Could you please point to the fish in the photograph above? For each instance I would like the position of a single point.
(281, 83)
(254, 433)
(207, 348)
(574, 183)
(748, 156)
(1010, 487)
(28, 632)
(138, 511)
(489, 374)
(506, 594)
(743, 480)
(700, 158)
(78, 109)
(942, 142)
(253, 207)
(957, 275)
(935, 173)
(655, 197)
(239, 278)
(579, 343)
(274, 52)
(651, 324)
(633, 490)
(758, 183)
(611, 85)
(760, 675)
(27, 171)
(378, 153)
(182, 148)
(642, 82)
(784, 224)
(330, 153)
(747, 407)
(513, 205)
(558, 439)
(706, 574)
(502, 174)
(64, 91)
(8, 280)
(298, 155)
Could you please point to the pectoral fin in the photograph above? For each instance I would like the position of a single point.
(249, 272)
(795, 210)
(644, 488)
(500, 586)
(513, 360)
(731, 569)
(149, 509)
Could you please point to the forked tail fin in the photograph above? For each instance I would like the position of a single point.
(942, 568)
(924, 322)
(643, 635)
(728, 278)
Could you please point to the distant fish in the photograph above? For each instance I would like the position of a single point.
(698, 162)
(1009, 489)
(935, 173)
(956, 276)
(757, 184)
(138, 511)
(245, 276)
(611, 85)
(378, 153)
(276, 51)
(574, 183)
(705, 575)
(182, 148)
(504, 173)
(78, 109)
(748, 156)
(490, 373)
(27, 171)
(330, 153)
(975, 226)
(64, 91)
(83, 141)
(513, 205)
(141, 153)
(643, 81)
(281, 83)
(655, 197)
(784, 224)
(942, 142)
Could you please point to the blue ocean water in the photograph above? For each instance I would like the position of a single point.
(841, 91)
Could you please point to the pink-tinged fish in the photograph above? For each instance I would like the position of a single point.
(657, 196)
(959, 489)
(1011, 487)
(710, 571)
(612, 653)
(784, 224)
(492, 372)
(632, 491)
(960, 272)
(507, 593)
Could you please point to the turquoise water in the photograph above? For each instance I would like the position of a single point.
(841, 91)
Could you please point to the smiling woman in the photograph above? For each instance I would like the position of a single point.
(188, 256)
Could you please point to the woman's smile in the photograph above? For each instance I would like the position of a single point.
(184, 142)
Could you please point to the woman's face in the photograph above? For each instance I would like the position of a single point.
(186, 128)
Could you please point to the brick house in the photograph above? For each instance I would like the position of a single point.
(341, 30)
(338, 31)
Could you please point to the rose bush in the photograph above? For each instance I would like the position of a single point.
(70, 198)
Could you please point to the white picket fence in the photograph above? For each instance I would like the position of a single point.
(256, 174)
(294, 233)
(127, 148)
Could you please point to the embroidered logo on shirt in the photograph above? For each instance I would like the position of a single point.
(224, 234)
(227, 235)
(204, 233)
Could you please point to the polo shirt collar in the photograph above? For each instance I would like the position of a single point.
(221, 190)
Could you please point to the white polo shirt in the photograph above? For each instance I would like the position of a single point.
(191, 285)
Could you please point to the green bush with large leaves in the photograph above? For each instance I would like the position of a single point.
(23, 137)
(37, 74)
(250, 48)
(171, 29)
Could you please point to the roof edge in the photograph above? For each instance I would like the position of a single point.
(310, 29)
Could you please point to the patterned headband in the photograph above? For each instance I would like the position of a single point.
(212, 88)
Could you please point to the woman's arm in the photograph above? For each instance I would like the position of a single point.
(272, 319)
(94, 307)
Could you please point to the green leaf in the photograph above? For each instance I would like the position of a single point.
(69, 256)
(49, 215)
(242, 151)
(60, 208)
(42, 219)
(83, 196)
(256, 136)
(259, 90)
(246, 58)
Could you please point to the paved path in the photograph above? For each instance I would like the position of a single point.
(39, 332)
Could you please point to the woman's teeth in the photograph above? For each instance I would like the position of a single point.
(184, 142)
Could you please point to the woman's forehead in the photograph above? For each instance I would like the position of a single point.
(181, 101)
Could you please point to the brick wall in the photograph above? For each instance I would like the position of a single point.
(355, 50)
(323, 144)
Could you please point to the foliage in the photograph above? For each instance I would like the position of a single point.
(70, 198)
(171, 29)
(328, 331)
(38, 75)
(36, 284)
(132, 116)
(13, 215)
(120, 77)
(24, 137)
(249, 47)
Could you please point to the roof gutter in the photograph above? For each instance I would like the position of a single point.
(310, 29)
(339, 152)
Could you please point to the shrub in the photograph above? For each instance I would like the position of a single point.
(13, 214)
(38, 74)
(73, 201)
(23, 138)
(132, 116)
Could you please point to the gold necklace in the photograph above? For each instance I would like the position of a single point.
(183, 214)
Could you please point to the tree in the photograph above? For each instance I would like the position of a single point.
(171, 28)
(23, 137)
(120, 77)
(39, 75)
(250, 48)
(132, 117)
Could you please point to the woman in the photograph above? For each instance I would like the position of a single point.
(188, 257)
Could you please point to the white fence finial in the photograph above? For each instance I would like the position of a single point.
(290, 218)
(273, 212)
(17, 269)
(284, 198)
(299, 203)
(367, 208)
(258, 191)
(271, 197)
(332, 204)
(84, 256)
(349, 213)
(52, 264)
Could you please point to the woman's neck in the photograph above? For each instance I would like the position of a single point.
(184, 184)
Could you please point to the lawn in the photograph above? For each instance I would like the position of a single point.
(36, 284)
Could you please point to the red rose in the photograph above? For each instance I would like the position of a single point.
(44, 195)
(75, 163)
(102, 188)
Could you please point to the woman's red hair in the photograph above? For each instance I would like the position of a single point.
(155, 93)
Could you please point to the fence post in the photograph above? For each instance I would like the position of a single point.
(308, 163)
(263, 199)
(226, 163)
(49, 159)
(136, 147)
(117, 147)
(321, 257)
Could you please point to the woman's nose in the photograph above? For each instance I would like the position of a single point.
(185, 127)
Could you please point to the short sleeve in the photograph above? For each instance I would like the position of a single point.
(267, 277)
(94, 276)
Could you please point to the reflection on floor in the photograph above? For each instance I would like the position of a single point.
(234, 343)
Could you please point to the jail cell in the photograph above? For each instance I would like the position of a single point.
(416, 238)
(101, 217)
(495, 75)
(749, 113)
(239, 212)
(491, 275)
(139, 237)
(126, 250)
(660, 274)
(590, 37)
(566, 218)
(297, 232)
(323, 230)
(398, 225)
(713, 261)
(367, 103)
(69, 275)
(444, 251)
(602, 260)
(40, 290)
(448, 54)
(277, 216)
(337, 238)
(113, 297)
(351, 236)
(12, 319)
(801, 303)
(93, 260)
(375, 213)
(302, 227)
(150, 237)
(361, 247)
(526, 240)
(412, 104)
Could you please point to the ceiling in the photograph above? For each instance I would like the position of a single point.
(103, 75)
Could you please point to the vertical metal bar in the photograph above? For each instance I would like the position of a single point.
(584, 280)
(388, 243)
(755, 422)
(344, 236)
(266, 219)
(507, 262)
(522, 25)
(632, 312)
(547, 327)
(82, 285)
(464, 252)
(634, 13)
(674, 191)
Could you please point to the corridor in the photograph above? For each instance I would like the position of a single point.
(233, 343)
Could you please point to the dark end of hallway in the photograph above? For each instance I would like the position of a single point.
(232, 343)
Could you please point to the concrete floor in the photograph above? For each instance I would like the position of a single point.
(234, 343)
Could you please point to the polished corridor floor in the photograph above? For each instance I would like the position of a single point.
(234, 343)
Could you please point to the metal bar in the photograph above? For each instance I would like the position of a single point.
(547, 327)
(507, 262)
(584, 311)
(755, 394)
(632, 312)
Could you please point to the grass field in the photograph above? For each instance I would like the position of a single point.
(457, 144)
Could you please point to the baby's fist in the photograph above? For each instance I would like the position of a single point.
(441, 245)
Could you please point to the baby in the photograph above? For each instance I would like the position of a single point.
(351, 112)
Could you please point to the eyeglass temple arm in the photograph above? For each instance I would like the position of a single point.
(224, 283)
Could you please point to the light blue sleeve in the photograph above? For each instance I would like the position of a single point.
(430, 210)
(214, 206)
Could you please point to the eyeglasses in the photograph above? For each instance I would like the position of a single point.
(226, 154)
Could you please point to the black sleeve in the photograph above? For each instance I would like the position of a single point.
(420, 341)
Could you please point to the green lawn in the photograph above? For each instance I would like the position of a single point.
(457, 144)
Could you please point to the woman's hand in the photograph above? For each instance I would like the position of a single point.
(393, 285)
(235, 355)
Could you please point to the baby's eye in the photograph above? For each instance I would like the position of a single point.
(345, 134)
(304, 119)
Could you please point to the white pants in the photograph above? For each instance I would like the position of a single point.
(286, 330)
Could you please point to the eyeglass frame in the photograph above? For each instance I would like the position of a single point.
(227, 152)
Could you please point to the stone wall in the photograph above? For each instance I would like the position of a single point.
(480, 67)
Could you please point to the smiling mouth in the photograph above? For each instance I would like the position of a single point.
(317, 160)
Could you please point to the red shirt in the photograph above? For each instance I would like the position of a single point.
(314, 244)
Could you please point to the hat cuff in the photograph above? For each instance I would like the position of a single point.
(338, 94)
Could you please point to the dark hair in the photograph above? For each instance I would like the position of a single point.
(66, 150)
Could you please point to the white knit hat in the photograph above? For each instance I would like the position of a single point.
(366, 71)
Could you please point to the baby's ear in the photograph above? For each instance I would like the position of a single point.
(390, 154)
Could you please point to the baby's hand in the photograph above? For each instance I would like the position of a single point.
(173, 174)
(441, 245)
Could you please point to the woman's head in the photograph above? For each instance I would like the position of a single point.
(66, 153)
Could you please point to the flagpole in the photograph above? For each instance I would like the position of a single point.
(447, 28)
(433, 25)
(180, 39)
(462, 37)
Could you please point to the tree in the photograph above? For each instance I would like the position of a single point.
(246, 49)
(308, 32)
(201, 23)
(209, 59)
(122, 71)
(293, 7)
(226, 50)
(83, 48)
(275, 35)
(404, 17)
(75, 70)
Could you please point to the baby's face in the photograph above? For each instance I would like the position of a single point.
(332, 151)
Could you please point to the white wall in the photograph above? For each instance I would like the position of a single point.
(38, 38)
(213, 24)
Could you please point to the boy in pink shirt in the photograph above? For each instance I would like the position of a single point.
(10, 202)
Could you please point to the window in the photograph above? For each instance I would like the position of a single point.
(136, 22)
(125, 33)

- - - - -

How to complete this task. Copy out exactly the lines running from the line with "Could you please point to the red shirt" to the end of the records, inclusive.

Result of the exercise.
Could you please point to the red shirt in the photograph above? For each instance I would like the position of a single point.
(314, 244)
Could you please point to the hat cuff in the photograph above? For each instance I would like the position of a single point.
(338, 94)
Could you please point to the dark hair in the photograph above? For each instance I would like the position of a single point.
(66, 150)
Could you please point to the white knit hat in the photograph above? For each instance I would like the position of a single point.
(366, 71)
Could you please point to the baby's ear in the photograph above? For each instance I would like the position of a single point.
(390, 154)
Could you please point to the baby's hand in the photograph above? For each instance I would like the position of a single point.
(173, 174)
(441, 245)
Could you please point to the woman's head in the photograph above? For each instance I would like the position of a single point.
(66, 153)
Could you please point to the flagpole in the photograph above? For each instance I would like the position of a single point.
(447, 28)
(433, 25)
(180, 39)
(462, 37)
Could you please point to the tree in the photograph above? For each instance I would like the position of a single point.
(246, 49)
(308, 32)
(201, 23)
(209, 59)
(122, 71)
(293, 7)
(226, 50)
(83, 48)
(275, 35)
(404, 17)
(75, 70)
Could you please point to the baby's face in the photograph above? For each instance I would like the position of a single point.
(332, 151)
Could you please point to the white wall in the photograph above? For each instance I would like the position of a single point.
(38, 38)
(213, 24)
Could you please point to the boy in pink shirt in the photograph above? For each instance I would like the position of a single point.
(10, 202)
Could you please point to the window in the photograph above? For each instance I would like the position of a single point.
(136, 22)
(125, 33)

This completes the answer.